*Exercise aim*:
Copy the listing below word for word, leaving out the picture.

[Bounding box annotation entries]

——————————

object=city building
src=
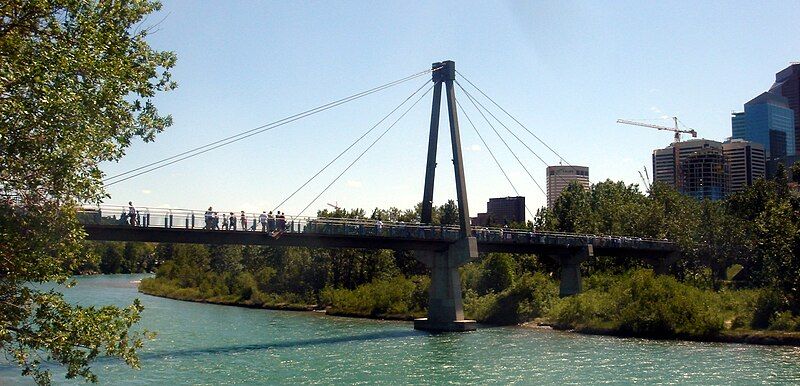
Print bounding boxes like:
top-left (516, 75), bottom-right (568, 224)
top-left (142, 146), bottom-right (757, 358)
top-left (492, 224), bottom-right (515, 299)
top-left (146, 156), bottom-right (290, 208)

——————————

*Response below*:
object=city building
src=
Print bounding boxes like:
top-left (516, 75), bottom-right (568, 224)
top-left (142, 146), bottom-right (757, 358)
top-left (492, 224), bottom-right (515, 299)
top-left (146, 156), bottom-right (290, 208)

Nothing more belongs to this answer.